_Problem details_
Although the records contain pictures, repeat only the text of every line exactly.

--- START ---

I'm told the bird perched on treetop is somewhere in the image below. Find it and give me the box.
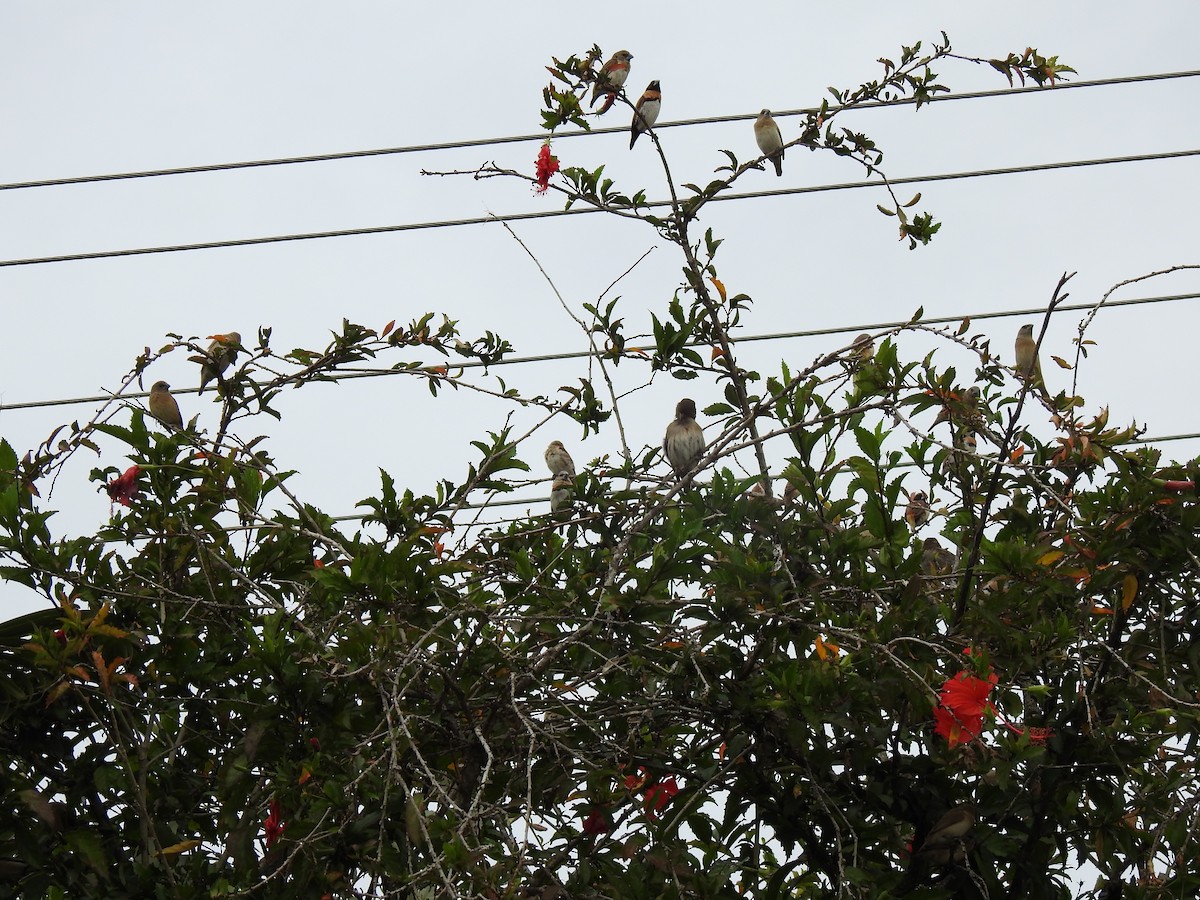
[754,109,784,177]
[590,50,633,106]
[544,441,576,478]
[1014,324,1051,401]
[148,381,182,429]
[663,398,705,479]
[629,81,661,149]
[192,332,242,394]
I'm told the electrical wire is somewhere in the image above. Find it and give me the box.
[1,70,1195,194]
[2,290,1197,413]
[1,147,1197,269]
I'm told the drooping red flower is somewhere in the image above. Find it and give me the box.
[534,142,560,194]
[933,669,998,748]
[581,807,610,835]
[264,800,286,848]
[106,465,141,509]
[643,776,679,818]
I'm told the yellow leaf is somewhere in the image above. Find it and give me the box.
[1051,355,1073,370]
[1121,574,1137,611]
[814,637,829,661]
[709,277,727,302]
[1037,550,1064,566]
[158,839,202,857]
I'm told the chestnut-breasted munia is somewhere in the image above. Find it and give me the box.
[629,81,661,149]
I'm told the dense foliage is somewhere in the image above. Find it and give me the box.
[2,35,1196,900]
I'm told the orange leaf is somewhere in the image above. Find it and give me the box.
[381,319,395,338]
[1121,574,1137,611]
[1009,445,1026,462]
[1090,605,1114,615]
[710,277,727,303]
[711,346,725,361]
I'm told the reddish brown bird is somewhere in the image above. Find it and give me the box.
[148,381,183,429]
[629,81,661,149]
[590,50,633,106]
[663,398,705,478]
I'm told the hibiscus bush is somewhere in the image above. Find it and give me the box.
[2,35,1198,900]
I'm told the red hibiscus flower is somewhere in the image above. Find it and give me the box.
[534,142,560,194]
[106,465,141,509]
[264,800,286,848]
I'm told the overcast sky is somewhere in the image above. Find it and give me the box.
[2,3,1199,620]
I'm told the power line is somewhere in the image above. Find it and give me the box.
[1,70,1195,195]
[3,290,1196,414]
[1,147,1196,270]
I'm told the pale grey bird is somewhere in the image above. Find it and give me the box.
[663,398,705,478]
[544,441,576,478]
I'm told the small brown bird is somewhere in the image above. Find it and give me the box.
[905,490,930,530]
[629,80,662,149]
[544,441,576,478]
[148,380,183,429]
[590,50,633,106]
[754,109,784,177]
[550,472,574,517]
[1014,324,1051,401]
[663,398,705,479]
[933,385,981,427]
[942,428,978,486]
[921,537,956,578]
[850,333,874,363]
[193,331,242,394]
[913,805,975,866]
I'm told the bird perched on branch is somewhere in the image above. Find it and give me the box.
[148,380,182,429]
[905,490,930,531]
[544,441,576,478]
[754,109,784,176]
[192,332,242,394]
[933,385,980,427]
[663,398,705,479]
[1015,324,1051,401]
[590,50,633,106]
[629,81,661,149]
[912,805,975,867]
[550,472,574,517]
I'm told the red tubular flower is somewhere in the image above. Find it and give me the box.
[264,800,286,847]
[534,142,560,194]
[106,465,141,508]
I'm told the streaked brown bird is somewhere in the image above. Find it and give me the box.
[148,381,183,429]
[663,398,705,479]
[905,490,930,530]
[544,441,576,478]
[193,331,242,394]
[590,50,633,106]
[629,80,661,149]
[913,805,975,866]
[1015,324,1051,401]
[754,109,784,176]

--- END ---

_Response_
I'm told the bird perched on treetop is somewhere in the image below. Find it and give me the box.
[754,109,784,177]
[590,50,633,106]
[544,441,576,478]
[1014,324,1051,401]
[148,381,182,429]
[663,398,705,479]
[629,81,661,149]
[192,332,242,394]
I'm told the electrical wire is somewhere in the image above. Find it and give me the box.
[1,70,1195,194]
[2,290,1197,413]
[1,147,1197,269]
I'm told the drooping red flower is somewhere in the image above. Find it and give me the box.
[534,142,560,194]
[933,669,998,748]
[581,807,610,835]
[264,800,286,848]
[106,465,141,509]
[643,776,679,818]
I'm told the yellow leaf is somewhere in the image above. Find it and give me the box.
[1051,355,1073,370]
[1121,574,1137,611]
[814,637,829,661]
[709,277,727,302]
[1037,550,1064,566]
[158,839,202,857]
I'm told the chestnut-breasted munia is somewhere in the image above. Find it and give me the box.
[629,81,661,149]
I'm told the dense foliage is somewhere in the image above. Find it and give me the box.
[2,35,1196,900]
I'm told the orange leaf is somewhere in the image above. Find it and give me the box.
[381,319,395,338]
[1121,574,1137,611]
[1009,445,1026,462]
[1090,605,1114,615]
[710,277,727,303]
[711,346,725,361]
I'm told the reddish brown bird is somewhere in the image above. Find it and give me the box.
[148,381,183,429]
[629,81,661,149]
[590,50,633,106]
[663,398,705,478]
I'm told the hibiscus bush is somewhere in the image above. Find it and give me the box.
[2,35,1198,900]
I'm told the red hibiscus flower is somewhere in the image above. Find it and give me the box.
[534,142,560,194]
[106,465,141,509]
[264,800,286,848]
I'm told the overcast sky is somewhere in the image above. Find it and give me the box.
[2,3,1199,620]
I'm told the power line is somewhere in the image above. Find it and give me the box.
[1,70,1195,195]
[3,290,1196,414]
[1,147,1196,270]
I'm told the pale grey bird is somewhere in the image above. Find it and give me the box.
[663,398,705,478]
[544,441,576,478]
I'm told the small brown bird is somewhere in the image above. Find it and give me the box.
[905,490,930,530]
[629,80,662,149]
[544,441,576,478]
[148,380,183,429]
[590,50,633,106]
[754,109,784,177]
[550,472,574,517]
[1014,324,1051,401]
[663,398,705,479]
[933,385,981,427]
[942,428,978,486]
[921,537,956,578]
[850,333,874,363]
[193,331,242,394]
[913,805,975,866]
I'm told the bird perched on branch is somewhere in the image above. Find it and give me the box.
[148,380,182,429]
[905,490,930,531]
[544,441,576,478]
[754,109,784,176]
[192,332,242,394]
[933,385,980,427]
[663,398,705,479]
[1015,324,1051,401]
[590,50,633,106]
[629,81,661,149]
[912,805,975,867]
[550,472,574,517]
I'm told the red tubular flower is somewhere in the image above. Find it and give me the box.
[264,800,286,847]
[534,142,560,194]
[106,465,141,508]
I'm told the streaked brown bird is somewhere in the image above. Find it and give me the box.
[148,381,183,429]
[663,398,705,479]
[905,490,930,530]
[544,441,576,478]
[193,331,242,394]
[590,50,633,106]
[629,80,661,149]
[913,805,975,866]
[1015,324,1051,401]
[754,109,784,176]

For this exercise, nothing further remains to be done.